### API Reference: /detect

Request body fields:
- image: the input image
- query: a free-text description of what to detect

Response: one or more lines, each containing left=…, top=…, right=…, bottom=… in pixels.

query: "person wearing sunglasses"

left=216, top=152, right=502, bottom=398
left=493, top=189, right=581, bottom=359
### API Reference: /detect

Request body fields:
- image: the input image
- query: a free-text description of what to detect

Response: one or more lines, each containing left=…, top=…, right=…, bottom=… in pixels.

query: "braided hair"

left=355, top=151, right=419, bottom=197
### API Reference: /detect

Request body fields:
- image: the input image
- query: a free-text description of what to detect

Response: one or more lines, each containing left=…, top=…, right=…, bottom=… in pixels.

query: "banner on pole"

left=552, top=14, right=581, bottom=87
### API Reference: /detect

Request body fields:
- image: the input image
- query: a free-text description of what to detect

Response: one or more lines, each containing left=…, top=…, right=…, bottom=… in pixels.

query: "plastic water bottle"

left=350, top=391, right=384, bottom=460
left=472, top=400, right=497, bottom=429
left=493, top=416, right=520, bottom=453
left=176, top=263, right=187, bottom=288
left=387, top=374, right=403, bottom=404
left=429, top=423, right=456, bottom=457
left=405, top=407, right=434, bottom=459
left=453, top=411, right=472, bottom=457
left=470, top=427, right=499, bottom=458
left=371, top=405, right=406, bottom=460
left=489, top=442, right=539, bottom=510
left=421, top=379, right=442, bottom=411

* _STATED GOAL_
Could you rewrite every line from the start of the items up to and including the line with "left=552, top=14, right=581, bottom=87", requests included, scaling each coordinate in the answers by 0.5 and rounding to whole numbers with halves going up?

* _RESPONSE_
### API Reference: /detect

Request body fields:
- image: the input image
- query: a free-text description of what to detect

Response: one or more lines, each containing left=…, top=…, right=…, bottom=… in pixels.

query: "person wearing sunglasses"

left=108, top=76, right=251, bottom=199
left=247, top=95, right=291, bottom=180
### API Reference: /detect

Request body fields:
- image: the input image
- query: a free-text description of what to detect

Response: one or more lines, each containing left=…, top=…, right=…, bottom=… in pixels.

query: "braided hair"

left=178, top=76, right=210, bottom=99
### API Reference: /detect

Request body fields:
- image: the input image
- query: a free-text description of what to detect

Response: one or more lines, each containing left=…, top=…, right=…, bottom=… in pixels.

query: "banner on pole"

left=276, top=7, right=291, bottom=44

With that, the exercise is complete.